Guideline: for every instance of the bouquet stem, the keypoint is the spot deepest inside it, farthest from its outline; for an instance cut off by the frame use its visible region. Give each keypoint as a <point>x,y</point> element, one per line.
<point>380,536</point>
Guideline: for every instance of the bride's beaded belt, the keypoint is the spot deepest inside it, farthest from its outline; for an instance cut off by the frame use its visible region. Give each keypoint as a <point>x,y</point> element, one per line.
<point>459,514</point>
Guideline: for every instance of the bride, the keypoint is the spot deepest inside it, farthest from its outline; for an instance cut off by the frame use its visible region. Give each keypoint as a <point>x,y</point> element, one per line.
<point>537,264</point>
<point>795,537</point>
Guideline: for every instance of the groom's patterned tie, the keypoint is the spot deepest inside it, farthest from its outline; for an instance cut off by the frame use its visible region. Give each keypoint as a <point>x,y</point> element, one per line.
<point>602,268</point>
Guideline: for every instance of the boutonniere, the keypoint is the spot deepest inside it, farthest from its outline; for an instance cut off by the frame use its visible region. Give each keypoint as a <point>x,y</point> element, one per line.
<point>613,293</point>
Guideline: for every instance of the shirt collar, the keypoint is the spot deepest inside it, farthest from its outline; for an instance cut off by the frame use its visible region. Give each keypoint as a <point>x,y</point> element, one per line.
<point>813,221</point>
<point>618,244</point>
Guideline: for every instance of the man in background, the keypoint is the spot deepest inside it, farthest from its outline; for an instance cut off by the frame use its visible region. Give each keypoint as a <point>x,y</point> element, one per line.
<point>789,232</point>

---*---

Convert all of the data above into a numbered list, leaving out any blank lines.

1. Guideline: for every instance of the bouquet stem, the keypoint is the spot deepest inside it, farthest from its outline; for an instance cut off by the frame use its visible region. Give each keypoint as a <point>x,y</point> element, one per line.
2. <point>380,536</point>
3. Guideline: for every instance of the bride's beaded belt, the keypoint is the spot deepest inside it, farthest from its outline; for an instance cut off by the frame use its visible region. Give each keypoint as a <point>x,y</point> element, one per line.
4. <point>459,514</point>
5. Guideline: for every instance of the bride, the keypoint is the spot deepest inside it, farthest from its outline; for an instance cut off by the frame use its visible region. Give each keypoint as a <point>x,y</point> element, one per line.
6. <point>537,264</point>
7. <point>795,537</point>
8. Guideline: for every instance of the groom's patterned tie, the keypoint is the spot deepest inside it, farthest from its outline; for an instance cut off by the frame use its visible region. Give each keypoint as a <point>x,y</point> element, one per line.
9. <point>602,268</point>
10. Guideline: for every instance of the boutonniere, the keypoint is the spot deepest inside it, farthest from its outline; for an instance cut off by the frame use its visible region. Give each keypoint as a <point>x,y</point> element, one per line.
11. <point>613,293</point>
12. Guideline: for every instance of the shirt collar, the keypoint is the spot deepest inside it, farthest from its outline; for an instance cut off by the frame use its visible region. Give each keypoint as a <point>x,y</point> element, one per line.
13. <point>813,221</point>
14. <point>618,244</point>
15. Guideline: for every instance of the man in background, the keypoint is the spot deepest inside it, farthest from its outline; for an instance cut off by the frame use its visible region. Give each keypoint as a <point>x,y</point> element, one per line.
16. <point>789,232</point>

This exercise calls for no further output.